--- INFORMATION PROVIDED Enclosed Below ---

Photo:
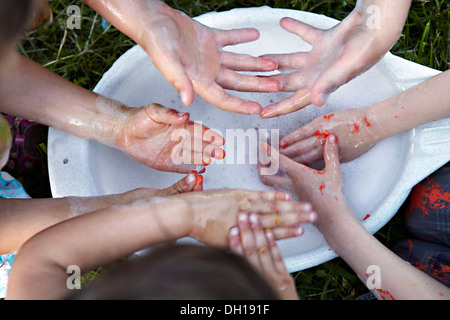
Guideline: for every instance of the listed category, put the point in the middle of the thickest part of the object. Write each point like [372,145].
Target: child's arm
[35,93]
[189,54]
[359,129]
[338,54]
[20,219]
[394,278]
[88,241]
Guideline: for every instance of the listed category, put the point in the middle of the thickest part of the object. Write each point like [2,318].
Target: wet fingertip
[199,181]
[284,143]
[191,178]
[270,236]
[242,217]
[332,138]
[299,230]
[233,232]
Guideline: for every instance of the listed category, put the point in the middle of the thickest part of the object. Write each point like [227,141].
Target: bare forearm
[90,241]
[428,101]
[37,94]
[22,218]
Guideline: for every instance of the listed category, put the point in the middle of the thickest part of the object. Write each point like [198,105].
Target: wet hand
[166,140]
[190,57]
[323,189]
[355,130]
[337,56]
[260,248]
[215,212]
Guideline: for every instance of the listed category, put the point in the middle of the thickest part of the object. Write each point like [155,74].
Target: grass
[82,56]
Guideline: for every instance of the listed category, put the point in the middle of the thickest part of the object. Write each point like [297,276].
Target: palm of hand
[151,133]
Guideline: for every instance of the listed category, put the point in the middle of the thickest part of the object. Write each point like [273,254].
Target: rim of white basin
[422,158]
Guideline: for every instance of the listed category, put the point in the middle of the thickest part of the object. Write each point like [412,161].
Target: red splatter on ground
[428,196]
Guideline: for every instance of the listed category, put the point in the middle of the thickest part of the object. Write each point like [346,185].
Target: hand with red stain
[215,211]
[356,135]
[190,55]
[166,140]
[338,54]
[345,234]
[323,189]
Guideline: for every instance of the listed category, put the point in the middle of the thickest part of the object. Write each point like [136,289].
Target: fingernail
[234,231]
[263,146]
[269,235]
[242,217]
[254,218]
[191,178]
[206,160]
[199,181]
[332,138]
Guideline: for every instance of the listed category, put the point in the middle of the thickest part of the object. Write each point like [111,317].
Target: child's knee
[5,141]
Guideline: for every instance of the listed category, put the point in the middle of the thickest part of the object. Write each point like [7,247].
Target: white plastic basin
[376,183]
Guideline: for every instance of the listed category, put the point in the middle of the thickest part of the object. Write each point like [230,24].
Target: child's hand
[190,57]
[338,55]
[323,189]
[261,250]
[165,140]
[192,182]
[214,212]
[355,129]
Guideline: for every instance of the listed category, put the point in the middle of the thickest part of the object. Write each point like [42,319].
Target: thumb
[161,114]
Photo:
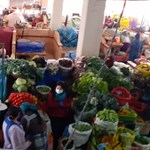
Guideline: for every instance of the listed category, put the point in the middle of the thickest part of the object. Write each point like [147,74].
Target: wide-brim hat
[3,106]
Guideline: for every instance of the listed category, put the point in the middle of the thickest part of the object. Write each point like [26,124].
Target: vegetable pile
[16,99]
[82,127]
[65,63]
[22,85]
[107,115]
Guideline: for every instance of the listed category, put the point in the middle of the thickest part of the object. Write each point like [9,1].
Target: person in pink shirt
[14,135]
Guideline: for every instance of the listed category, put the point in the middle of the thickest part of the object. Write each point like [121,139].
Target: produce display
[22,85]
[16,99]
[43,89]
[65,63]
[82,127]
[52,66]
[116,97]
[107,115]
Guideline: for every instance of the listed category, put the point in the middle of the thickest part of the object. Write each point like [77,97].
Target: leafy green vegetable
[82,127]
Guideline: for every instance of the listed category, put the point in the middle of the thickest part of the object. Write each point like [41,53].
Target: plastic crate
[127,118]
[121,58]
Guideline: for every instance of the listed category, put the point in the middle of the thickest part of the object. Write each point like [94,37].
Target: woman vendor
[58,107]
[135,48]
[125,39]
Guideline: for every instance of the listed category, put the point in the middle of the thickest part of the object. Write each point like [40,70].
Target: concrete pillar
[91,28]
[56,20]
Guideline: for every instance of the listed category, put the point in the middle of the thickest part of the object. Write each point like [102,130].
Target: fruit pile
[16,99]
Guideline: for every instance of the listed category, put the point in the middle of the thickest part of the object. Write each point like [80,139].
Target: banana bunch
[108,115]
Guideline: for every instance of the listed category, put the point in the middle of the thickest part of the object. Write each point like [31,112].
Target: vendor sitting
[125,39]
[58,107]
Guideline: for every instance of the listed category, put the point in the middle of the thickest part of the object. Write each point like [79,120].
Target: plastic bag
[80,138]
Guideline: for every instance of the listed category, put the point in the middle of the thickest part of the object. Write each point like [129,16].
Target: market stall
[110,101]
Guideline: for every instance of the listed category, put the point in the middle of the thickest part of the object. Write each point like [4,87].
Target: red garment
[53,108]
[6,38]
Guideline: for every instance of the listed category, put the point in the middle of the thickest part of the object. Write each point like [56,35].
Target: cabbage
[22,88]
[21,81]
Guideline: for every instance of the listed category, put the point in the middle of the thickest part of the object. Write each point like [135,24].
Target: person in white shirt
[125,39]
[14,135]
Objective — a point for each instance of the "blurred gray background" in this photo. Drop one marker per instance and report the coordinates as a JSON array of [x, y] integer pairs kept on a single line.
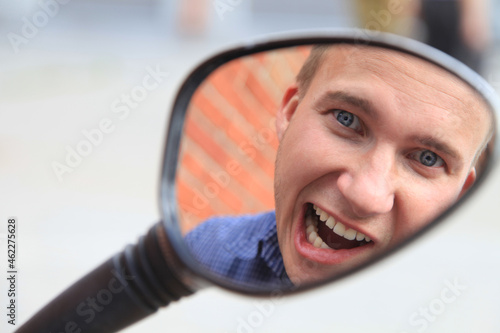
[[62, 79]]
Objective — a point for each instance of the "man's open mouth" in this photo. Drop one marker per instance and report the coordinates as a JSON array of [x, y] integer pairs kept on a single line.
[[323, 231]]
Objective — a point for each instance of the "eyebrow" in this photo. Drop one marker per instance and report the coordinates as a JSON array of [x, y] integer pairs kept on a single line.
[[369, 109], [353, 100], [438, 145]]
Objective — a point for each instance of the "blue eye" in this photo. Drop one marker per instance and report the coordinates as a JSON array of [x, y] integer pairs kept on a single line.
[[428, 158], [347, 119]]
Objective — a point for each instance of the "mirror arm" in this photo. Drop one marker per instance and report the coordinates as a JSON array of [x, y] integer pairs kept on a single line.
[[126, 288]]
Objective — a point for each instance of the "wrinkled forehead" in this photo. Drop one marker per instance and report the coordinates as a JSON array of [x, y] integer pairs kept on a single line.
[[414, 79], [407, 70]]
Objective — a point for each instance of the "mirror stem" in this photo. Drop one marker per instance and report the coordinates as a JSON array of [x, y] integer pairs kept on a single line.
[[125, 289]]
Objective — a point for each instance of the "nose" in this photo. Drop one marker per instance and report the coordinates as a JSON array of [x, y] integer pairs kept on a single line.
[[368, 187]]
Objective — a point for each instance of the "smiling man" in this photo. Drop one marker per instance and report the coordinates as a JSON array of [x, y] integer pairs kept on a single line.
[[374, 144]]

--- End of Enclosed INFORMATION PROVIDED ---
--- INFORMATION PROVIDED Enclosed Below ---

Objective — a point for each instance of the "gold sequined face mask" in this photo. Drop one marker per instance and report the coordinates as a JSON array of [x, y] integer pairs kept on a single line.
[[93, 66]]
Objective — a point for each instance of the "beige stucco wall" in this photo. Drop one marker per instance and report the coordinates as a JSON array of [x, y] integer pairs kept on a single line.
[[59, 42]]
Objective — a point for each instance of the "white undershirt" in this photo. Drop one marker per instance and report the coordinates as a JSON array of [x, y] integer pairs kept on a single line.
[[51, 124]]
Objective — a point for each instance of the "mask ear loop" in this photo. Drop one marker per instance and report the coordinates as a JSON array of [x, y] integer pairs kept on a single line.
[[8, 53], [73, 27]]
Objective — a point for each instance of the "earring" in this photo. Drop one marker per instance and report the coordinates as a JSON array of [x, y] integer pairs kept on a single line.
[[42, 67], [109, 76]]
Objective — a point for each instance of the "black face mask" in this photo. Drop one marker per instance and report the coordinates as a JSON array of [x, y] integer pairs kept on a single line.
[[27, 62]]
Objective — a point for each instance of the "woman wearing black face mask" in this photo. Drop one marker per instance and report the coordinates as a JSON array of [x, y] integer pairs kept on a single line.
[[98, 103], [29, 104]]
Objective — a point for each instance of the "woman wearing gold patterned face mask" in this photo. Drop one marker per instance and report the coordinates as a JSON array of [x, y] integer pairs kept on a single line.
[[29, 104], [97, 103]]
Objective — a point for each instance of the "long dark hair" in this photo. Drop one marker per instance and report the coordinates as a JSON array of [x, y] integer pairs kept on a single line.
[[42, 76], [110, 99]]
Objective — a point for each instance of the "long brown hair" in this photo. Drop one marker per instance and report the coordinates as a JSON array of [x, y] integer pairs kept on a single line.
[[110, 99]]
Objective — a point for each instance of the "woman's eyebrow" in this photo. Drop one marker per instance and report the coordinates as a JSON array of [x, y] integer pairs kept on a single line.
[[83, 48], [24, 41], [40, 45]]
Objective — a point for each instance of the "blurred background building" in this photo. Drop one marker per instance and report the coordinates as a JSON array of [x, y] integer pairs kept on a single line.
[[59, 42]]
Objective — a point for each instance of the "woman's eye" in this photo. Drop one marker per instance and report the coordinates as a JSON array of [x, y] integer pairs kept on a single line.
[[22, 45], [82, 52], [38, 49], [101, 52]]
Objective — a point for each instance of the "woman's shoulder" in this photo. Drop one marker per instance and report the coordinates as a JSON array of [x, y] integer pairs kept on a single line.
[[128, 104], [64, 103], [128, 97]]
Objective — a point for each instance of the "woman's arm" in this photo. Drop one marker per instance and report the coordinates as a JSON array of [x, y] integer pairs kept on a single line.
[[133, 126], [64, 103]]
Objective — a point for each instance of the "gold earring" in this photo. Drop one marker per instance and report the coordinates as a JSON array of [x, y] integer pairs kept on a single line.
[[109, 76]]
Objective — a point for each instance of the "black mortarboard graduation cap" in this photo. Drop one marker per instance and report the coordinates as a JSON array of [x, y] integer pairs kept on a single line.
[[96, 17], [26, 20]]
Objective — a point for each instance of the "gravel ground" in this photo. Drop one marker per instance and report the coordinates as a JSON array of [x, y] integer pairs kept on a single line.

--- End of Enclosed INFORMATION PROVIDED ---

## EXERCISE AIM
Copy out, word for word, the part of the entries above that begins at the line with "Target: grass" and ends at the line with "point like [136,289].", including both.

## ANSWER AREA
Target: grass
[82,56]
Guideline: for every instance of the listed category, put the point in the middle of the thickest part of the object. Write each point like [297,276].
Target: palm of hand
[151,133]
Guideline: for every instance of the listed category, put the point in the middle of the thickest part of the object. Write each point like [273,254].
Target: rim of white basin
[422,158]
Guideline: for every instance of the listed category, put the point in the middle of the thickest part of the object. Write each point like [412,161].
Target: red splatter on ground
[428,196]
Guideline: for every instance of the listed category, put the point in the middle of the thickest part of the object. Write each point like [346,185].
Target: hand with red stain
[215,211]
[356,135]
[190,55]
[166,140]
[338,54]
[345,234]
[323,189]
Guideline: for every instance of the listed category, put the point in the middle of the thickest part of the object. Write each point like [136,289].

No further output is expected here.